作成内容 —
以下に示す成膜方法についての原文書の続きを、最後の文の直後から書くこと。

原文書 —

|---|

説明

成膜方法及び成膜装置

【課題】 電子ビームが走査された蒸発源から、基板に向かって成膜を行う薄膜の製造方法において、長時間安定成膜に有効な、棒状の供給材料を先端より順次溶解して供給する供給方法を長時間安定に実現する。
【解決手段】 蒸発源の上方に棒状供給材料32を差し向け、前記棒状供給材料32に前記電子ビームを照射することにより前記蒸発源の材料の溶解供給を行うものであって、かつ、前記棒状供給材料32を前記蒸発源の両側に配し、前記電子ビームの走査範囲は、前記棒状供給材料上および前期蒸発源上であって、前記蒸発源上の電子ビームの走査範囲は一定であることを特徴とする。

【発明の詳細な説明】
【技術分野】
【0001】
本発明は、薄膜の製造方法及び製造方法に関する。
【背景技術】
【0002】
デバイスの高性能化、小型化に薄膜技術が幅広く展開されている。また、デバイスの薄膜化はユーザーの直接メリットに留まらず、地球資源の保護、消費電力の低減といった環境側面からも重要な役割を果たしている。
【0003】
こうした薄膜技術の進展には、薄膜製造方法の高効率化、安定化、高生産性化、低コスト化といった産業利用面からの要請に応えることが必要不可欠であり、これに向けた努力が続けられている。
【0004】
薄膜の高生産性には、長時間成膜技術が必須であり、真空蒸着法による薄膜製造においては、蒸発源への材料供給が有効である。
【0005】
蒸発源への材料供給は、粉状、粒状、ペレット状その他各種形状の材料を蒸発源に投入する方法、棒状、線状の材料を蒸発源に差し向ける方法、棒状材料を蒸発源の下方から注入する方法、液状の材料を蒸発源に流し込む方法など、各種方法が使用材料、成膜条件などに応じて選択される。蒸発源の温度は、低温の供給材料が加えられることによって変動し、蒸発源温度の変化は蒸発速度の変動を生じやすい。この課題に対して、棒状の材料を供給材料として用い、これを順次溶解した液滴によって材料供給を行う方法があり、蒸発源に対する熱的変動を小さくした供給方法として有効である。
【0006】
特許文献1には棒状の蒸発原料を加熱溶融して蒸発原料を容器内に供給するに当たり、溶融しつつある蒸発原料の先端部の位置を光センサにて連続して検出し、その検出信号に基づいて蒸発原料の送り速度を調整することが開示されている。また、特許文献2にはハロゲンと水素との反応火炎中にシランガス等からなるケイ素原料を供給し、出発材にケイ素微粒子を付着させた後にガスで冷却しながら回転引き上げを行う棒状高純度ケイ素の製造方法が開示されている。

|---|

保存データ —
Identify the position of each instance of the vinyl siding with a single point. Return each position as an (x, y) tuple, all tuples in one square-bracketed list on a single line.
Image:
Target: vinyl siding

|---|

結果 —
【0007】
また、特許文献3には蒸発源の2箇所にペレット状の材料を供給する方法が開示されている。また、特許文献4には棒状材料を回転させながら供給する方法が開示されている。また、特許文献5には棒状材料を溶解して供給する方法が開示されている。
【特許文献1】特開平2−47259号公報
【特許文献2】特開昭62−41710号公報
【特許文献3】特開平6−17239号公報
【特許文献4】特開昭63−26352号公報
【特許文献5】特開昭58−104179号公報
【発明の開示】
【発明が解決しようとする課題】
【0008】
棒状供給材料を電子ビームによって先端より順次溶解して供給する供給方法は、蒸発源に与える変動が小さい点で優れた方法であるが、更に長時間の成膜を行う場合、溶解消費して短くなった棒状供給材料から、新しい棒状供給材料への交換を行うことが必要になる。
【0009】
棒状供給材料の交換は、現在使用中の棒状供給材料を電子ビームの照射領域から除去し
、これに替わって新しい棒状供給材料の先端部を電子ビームの照射領域に導くことによって行われる。
【0010】
長時間成膜においては、蒸発材料の補給と共に、蒸発速度の安定化が、膜厚や膜質の安定化の上で重要である。
【0011】
棒状供給材料の交換は、現在使用中の棒状供給材料を電子ビームの照射領域から除去し、これに替わって新しい棒状供給材料の先端部を電子ビームの照射領域に導くことが必要であるが、この間、蒸発源への材料供給が停止すると共に、通常は棒状供給材料に照射される電子ビームが蒸発源に直接照射される。
【0012】
従って、棒状供給材料の交換中には溶液が供給されないため蒸発源の溶湯面の低下が発生すると共に、蒸発源に照射される電子ビームの総量が多くなり、いずれも蒸発源の温度上昇を引き起こす。
【0013】
蒸発材料の蒸発速度は蒸発源の湯面温度に強く依存しており、蒸発速度を安定にするには蒸発源の温度変化を出来るだけ小さくすることが必要である。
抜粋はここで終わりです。